— Begin Working data —
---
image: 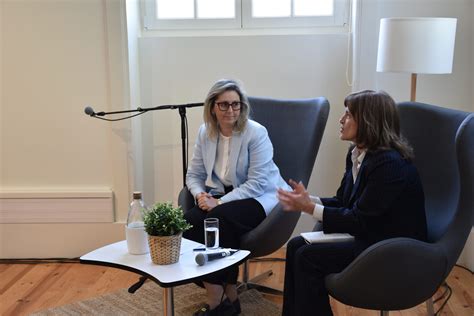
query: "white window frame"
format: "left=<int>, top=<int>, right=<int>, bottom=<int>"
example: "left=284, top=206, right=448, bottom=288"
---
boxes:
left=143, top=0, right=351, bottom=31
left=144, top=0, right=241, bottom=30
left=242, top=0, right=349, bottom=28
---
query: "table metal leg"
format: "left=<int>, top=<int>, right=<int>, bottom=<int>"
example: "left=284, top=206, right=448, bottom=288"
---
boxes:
— End Working data —
— Begin Working data —
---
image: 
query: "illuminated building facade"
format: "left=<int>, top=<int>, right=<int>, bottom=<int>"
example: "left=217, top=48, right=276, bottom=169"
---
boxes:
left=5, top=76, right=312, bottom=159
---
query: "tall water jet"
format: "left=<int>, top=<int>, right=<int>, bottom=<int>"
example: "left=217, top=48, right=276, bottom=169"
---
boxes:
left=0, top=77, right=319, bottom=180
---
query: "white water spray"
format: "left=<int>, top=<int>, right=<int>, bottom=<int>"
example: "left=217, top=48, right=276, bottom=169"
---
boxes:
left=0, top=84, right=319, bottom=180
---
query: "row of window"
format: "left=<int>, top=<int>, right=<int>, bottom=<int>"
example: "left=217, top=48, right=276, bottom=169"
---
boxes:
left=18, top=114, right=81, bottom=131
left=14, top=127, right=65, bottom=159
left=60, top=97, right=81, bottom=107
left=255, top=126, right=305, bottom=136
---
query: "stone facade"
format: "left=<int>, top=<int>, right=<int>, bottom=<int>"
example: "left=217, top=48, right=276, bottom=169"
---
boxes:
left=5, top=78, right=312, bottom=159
— End Working data —
— Begin Working data —
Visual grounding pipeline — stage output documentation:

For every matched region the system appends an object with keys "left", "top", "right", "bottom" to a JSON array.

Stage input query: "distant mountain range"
— End Working data —
Required task — Tally the lines in the items above that contain the string "water", treating uppercase and lowercase as different. Reply with the number alone.

Result of this task — 2